* START *
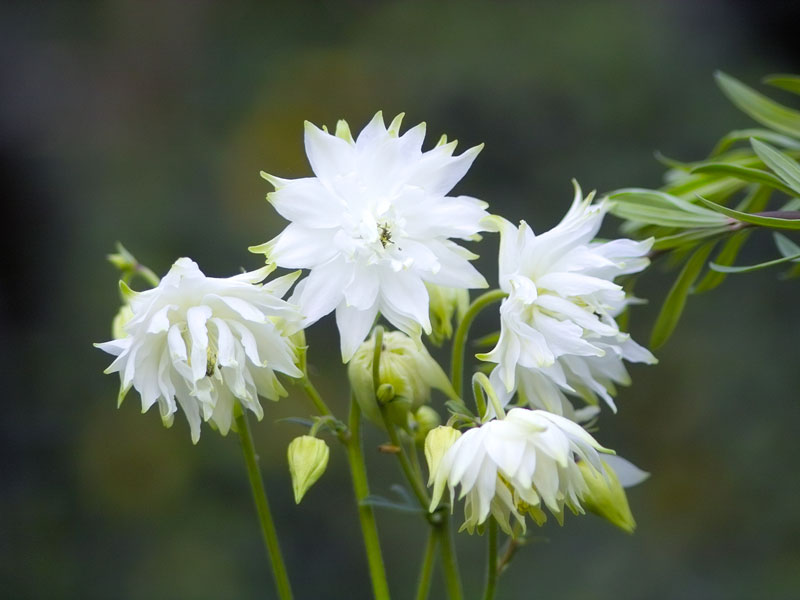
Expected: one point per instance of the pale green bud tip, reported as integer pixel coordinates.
(308, 459)
(437, 443)
(606, 497)
(423, 421)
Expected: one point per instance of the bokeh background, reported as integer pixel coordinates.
(148, 122)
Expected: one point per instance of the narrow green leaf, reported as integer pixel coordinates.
(741, 135)
(759, 107)
(660, 208)
(756, 200)
(676, 299)
(773, 222)
(745, 174)
(790, 83)
(685, 238)
(759, 266)
(728, 253)
(785, 246)
(786, 168)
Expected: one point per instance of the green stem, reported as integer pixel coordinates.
(449, 561)
(369, 528)
(262, 507)
(426, 570)
(460, 338)
(491, 567)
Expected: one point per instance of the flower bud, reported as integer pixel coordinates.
(437, 443)
(407, 373)
(423, 421)
(444, 303)
(606, 497)
(308, 458)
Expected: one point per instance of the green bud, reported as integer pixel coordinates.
(444, 303)
(308, 458)
(407, 374)
(423, 421)
(437, 442)
(124, 314)
(606, 497)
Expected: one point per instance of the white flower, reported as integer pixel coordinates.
(373, 225)
(524, 462)
(207, 342)
(557, 326)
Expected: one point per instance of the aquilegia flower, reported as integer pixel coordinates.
(557, 326)
(208, 343)
(521, 463)
(373, 226)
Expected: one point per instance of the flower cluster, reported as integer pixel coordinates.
(375, 229)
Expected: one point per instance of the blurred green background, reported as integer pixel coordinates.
(148, 122)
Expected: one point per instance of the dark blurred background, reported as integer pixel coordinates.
(148, 122)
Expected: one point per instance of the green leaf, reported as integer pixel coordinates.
(676, 299)
(660, 208)
(759, 107)
(785, 246)
(759, 266)
(773, 222)
(728, 253)
(790, 83)
(786, 168)
(745, 174)
(686, 238)
(741, 135)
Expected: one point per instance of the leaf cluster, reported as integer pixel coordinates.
(706, 212)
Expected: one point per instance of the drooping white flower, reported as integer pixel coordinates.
(521, 463)
(373, 225)
(207, 343)
(558, 332)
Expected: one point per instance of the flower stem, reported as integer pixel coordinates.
(491, 567)
(449, 561)
(262, 507)
(460, 338)
(369, 528)
(425, 572)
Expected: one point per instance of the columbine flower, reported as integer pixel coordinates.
(208, 343)
(558, 330)
(373, 225)
(521, 463)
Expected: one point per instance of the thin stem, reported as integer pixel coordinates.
(460, 338)
(369, 529)
(262, 507)
(426, 570)
(449, 561)
(491, 567)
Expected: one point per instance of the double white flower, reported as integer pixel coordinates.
(208, 343)
(373, 226)
(558, 330)
(521, 463)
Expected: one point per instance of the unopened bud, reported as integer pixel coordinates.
(406, 375)
(445, 302)
(308, 458)
(423, 421)
(606, 497)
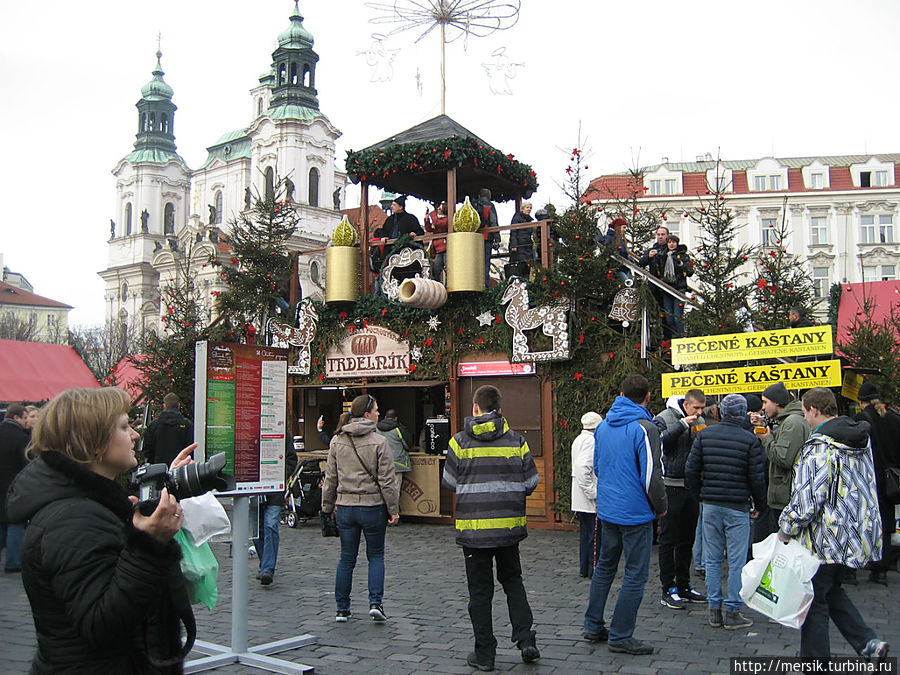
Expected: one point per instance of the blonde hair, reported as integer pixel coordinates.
* END *
#### [GIVEN EXERCISE]
Copy the lines above word for word, starting with the line containing "Expected: one point per instance of the columbine" and running through the last line. Omit the pictures from your copy.

#### [FINISHED ANSWER]
Expected: one point per instance of the columbine flower, reported as integer pixel coordinates.
(208, 343)
(558, 330)
(373, 225)
(521, 463)
Expected: one point per instance of the thin stem, reported as integer pixel coordinates.
(460, 338)
(369, 529)
(262, 507)
(426, 570)
(449, 561)
(491, 567)
Expected: one point per instance of the double white flower, reported as integer pixel coordinates.
(208, 343)
(373, 226)
(558, 330)
(521, 463)
Expected: one point per instance of the unopened bud, reported as integer pixel coordinates.
(406, 375)
(445, 302)
(308, 458)
(423, 421)
(606, 497)
Expected: one point per instance of the blonde hair, reported as integer pixel coordinates.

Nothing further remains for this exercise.